- _TASK STATEMENT_
Write out exactly the lines running from the line that includes "Mark every instance of rock" to the end of the data, both ends included, and nothing besides.

-- Start of MATERIAL SHOWN --

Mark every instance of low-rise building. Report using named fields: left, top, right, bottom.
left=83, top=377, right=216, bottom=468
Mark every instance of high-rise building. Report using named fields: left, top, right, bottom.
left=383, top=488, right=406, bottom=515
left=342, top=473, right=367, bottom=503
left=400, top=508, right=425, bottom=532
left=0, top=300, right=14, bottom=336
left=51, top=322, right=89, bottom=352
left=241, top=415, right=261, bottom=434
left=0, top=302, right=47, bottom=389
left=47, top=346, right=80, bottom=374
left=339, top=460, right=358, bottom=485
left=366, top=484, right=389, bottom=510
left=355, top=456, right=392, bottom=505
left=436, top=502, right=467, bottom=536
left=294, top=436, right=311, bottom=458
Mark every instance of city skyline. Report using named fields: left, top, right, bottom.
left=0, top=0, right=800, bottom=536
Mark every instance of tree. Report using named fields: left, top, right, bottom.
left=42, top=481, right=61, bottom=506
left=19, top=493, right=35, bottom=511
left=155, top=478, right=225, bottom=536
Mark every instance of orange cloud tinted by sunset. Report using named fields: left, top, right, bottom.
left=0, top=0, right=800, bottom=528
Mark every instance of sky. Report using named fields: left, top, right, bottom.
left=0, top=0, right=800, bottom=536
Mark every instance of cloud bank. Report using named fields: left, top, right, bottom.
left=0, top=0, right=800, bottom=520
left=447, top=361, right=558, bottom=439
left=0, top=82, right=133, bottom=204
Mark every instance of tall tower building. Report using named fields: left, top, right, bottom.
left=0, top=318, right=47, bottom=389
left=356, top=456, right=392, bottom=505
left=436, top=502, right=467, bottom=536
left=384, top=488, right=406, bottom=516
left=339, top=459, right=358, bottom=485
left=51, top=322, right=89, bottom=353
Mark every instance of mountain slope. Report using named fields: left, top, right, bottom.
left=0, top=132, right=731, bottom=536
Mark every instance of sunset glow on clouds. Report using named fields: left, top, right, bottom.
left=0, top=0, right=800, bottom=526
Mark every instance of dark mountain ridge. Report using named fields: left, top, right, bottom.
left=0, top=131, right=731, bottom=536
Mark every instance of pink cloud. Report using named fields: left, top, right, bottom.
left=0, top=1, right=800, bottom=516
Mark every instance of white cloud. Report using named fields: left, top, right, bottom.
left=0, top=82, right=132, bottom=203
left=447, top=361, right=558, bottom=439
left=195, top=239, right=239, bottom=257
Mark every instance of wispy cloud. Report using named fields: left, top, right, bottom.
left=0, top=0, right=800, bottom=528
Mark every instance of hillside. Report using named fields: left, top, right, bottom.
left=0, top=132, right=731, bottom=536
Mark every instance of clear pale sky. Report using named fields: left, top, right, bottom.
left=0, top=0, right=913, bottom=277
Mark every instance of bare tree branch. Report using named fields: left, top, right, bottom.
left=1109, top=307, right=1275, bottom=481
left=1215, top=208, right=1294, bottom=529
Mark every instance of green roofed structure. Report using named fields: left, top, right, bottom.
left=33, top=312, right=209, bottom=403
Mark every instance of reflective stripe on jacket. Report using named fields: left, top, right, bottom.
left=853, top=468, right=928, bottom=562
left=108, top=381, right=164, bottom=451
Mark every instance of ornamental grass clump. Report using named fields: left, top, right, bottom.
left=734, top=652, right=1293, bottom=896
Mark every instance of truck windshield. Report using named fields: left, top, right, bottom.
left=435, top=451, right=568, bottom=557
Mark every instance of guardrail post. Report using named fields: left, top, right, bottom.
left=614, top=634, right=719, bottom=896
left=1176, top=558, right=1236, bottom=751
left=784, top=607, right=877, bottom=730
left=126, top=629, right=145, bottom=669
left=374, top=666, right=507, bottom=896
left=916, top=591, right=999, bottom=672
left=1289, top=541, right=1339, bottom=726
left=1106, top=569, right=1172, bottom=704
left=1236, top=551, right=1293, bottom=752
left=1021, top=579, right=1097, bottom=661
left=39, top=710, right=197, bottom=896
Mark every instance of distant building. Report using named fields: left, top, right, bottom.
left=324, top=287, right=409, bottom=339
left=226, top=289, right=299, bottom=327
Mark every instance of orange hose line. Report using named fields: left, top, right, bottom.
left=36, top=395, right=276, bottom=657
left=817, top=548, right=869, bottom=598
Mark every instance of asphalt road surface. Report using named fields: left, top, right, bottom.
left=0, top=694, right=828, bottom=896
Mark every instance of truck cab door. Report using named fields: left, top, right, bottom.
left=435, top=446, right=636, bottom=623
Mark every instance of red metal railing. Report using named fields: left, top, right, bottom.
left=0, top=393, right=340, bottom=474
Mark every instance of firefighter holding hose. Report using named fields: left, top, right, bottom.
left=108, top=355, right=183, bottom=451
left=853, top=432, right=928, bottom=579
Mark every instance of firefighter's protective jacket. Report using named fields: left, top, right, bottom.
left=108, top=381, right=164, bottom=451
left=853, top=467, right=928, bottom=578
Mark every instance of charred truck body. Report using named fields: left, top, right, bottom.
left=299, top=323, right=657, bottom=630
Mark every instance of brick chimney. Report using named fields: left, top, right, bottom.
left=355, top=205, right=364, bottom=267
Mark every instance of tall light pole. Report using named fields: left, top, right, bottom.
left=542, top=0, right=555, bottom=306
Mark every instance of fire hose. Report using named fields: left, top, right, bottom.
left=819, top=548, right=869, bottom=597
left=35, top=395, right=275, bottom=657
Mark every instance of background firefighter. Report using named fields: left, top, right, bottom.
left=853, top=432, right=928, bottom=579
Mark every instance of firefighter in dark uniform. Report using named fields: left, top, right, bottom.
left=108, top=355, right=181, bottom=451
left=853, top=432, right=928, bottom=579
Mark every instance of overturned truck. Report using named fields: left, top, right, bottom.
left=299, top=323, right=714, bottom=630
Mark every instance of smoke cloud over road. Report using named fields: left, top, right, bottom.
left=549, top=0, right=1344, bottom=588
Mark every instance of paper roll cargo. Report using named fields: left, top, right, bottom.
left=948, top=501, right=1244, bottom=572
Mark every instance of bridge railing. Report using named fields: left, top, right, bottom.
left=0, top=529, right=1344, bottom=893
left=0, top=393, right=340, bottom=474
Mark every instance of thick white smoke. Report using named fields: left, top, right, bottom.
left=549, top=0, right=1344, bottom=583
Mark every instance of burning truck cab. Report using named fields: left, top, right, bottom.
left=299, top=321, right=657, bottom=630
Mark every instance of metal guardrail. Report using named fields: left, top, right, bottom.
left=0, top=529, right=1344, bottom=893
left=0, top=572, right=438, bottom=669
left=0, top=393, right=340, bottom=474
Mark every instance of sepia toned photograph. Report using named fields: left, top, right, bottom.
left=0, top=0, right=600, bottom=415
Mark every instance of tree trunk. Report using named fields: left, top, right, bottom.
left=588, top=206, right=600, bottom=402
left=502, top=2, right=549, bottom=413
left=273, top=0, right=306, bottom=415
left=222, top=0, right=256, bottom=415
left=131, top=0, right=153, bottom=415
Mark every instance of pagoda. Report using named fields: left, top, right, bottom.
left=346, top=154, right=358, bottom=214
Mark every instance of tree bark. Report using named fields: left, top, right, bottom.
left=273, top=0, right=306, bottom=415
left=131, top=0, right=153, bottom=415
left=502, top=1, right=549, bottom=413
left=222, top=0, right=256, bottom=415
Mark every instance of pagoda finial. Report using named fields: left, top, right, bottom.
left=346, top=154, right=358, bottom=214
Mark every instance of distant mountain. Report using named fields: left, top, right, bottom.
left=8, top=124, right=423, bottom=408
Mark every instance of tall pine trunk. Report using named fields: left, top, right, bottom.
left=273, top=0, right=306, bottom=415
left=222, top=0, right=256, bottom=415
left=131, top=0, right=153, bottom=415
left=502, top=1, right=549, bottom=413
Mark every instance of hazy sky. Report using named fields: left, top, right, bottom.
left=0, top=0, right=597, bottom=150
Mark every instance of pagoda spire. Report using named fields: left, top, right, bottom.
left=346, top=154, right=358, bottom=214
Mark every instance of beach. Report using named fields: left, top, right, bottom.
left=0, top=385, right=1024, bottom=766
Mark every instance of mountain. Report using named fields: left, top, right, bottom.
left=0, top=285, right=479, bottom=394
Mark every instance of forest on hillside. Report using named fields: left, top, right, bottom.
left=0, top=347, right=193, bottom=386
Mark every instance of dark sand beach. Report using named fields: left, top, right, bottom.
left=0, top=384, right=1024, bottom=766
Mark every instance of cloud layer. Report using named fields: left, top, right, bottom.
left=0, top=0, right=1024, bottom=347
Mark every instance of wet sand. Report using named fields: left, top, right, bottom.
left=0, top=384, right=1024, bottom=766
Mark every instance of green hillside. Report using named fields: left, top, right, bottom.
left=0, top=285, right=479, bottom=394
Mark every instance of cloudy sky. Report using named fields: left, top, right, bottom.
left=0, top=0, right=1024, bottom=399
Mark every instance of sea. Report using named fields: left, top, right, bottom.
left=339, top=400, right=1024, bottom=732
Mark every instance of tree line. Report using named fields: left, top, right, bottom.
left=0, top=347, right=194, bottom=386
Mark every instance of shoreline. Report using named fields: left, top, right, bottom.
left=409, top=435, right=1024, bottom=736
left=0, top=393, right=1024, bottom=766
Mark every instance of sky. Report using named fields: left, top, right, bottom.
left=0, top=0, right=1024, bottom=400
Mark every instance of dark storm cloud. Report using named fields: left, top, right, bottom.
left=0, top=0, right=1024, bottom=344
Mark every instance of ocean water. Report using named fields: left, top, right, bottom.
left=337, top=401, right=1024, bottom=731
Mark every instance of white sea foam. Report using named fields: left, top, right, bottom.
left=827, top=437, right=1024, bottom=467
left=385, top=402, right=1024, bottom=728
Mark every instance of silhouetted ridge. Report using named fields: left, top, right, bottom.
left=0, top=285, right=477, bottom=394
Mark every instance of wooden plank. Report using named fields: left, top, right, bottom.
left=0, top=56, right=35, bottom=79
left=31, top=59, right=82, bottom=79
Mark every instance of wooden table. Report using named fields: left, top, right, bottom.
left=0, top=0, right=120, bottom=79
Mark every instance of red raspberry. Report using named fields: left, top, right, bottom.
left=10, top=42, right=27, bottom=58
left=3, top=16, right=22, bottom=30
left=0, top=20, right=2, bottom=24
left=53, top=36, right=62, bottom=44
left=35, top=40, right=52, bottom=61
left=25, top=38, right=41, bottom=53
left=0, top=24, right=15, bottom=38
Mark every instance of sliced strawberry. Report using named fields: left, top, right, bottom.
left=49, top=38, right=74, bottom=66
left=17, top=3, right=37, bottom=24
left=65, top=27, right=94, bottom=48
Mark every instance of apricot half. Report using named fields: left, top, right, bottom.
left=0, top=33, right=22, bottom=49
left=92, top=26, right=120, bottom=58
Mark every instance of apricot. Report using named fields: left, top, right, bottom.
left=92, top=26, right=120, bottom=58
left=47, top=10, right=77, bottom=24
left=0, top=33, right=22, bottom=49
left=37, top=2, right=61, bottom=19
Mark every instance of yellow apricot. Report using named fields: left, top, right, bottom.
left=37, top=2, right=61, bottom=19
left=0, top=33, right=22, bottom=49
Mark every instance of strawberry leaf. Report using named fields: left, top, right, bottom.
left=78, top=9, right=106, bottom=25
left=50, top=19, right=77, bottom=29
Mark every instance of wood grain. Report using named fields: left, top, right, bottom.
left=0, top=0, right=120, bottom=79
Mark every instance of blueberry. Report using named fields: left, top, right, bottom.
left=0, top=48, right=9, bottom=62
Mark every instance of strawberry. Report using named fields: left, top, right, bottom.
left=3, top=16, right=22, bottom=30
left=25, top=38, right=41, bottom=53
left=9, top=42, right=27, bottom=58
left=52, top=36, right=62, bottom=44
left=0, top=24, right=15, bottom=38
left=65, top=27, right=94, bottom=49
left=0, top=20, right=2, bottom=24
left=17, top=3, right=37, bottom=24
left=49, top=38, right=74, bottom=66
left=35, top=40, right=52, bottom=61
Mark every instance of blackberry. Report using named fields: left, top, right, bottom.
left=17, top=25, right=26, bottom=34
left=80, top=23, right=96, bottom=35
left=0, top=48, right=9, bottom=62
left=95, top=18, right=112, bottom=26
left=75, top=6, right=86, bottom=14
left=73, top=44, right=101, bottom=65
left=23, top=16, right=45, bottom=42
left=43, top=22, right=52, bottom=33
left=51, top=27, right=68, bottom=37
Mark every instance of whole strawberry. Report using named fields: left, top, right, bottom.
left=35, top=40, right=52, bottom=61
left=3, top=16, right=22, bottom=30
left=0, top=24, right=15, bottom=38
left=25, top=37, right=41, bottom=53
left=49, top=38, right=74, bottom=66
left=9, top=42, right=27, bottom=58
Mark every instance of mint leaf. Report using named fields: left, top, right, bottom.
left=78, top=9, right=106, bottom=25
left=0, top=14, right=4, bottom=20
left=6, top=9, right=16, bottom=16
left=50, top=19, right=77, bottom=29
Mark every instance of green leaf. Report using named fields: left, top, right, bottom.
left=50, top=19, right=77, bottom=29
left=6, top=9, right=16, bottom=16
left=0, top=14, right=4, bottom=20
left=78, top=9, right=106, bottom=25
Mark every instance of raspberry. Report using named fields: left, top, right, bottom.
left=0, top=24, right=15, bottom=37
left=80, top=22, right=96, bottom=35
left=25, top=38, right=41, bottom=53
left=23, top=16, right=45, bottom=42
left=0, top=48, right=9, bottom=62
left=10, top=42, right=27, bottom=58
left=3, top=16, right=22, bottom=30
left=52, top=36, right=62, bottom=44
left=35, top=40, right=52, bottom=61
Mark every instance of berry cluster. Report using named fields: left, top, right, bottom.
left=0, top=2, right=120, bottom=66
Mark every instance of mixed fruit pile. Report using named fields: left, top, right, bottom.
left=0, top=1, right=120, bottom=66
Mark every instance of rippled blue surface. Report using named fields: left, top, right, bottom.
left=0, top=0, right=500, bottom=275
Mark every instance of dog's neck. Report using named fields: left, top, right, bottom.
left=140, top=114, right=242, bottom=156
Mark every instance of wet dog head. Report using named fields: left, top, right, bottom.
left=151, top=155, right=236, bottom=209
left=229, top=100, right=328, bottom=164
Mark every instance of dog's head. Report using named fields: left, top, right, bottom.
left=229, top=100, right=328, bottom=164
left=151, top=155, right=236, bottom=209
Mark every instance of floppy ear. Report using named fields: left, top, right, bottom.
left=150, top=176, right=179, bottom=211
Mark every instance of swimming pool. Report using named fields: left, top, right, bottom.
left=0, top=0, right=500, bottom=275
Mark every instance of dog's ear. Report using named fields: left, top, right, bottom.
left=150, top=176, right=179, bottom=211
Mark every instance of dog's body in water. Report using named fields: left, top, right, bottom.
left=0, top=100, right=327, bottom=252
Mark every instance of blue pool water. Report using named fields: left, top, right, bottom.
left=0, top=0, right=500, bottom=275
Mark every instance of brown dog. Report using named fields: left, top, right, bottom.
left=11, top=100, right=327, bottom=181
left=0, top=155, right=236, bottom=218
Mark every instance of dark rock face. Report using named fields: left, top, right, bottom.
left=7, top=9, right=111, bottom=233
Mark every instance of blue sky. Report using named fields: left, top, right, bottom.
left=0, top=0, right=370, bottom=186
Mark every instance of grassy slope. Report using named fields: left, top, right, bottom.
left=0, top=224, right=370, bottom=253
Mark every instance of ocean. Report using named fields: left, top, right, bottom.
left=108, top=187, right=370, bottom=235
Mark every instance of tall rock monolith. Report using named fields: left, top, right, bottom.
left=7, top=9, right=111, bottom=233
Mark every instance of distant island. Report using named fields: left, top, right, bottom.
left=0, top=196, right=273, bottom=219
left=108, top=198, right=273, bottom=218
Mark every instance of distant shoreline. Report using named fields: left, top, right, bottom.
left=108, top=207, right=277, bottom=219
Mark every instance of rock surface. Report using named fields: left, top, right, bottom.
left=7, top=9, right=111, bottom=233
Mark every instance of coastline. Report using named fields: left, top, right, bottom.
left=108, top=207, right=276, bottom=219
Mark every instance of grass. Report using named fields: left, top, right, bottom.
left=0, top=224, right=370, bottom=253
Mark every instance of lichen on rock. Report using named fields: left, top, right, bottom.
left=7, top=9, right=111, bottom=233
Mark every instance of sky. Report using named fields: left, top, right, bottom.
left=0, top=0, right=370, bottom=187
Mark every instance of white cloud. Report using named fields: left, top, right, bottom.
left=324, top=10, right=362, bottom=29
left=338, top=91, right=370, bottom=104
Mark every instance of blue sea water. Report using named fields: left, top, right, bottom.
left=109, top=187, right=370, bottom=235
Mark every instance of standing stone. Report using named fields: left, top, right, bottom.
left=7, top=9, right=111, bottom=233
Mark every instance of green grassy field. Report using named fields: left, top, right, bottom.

-- End of MATERIAL SHOWN --

- _EXERCISE OUTPUT_
Mark every instance of rock surface. Report using named fields: left, top, right, bottom.
left=7, top=9, right=111, bottom=233
Mark every instance of coastline. Report using named fields: left, top, right, bottom.
left=108, top=207, right=276, bottom=219
Mark every instance of grass. Report using named fields: left, top, right, bottom.
left=0, top=224, right=370, bottom=253
Mark every instance of lichen on rock. Report using named fields: left, top, right, bottom.
left=7, top=9, right=111, bottom=233
Mark every instance of sky. Report using named fields: left, top, right, bottom.
left=0, top=0, right=370, bottom=187
Mark every instance of white cloud. Report using named fields: left, top, right, bottom.
left=324, top=10, right=362, bottom=29
left=338, top=91, right=370, bottom=104
Mark every instance of blue sea water. Report using named fields: left, top, right, bottom.
left=109, top=187, right=370, bottom=235
Mark every instance of standing stone. Report using named fields: left, top, right, bottom.
left=7, top=9, right=111, bottom=233
Mark every instance of green grassy field. Report using named fields: left, top, right, bottom.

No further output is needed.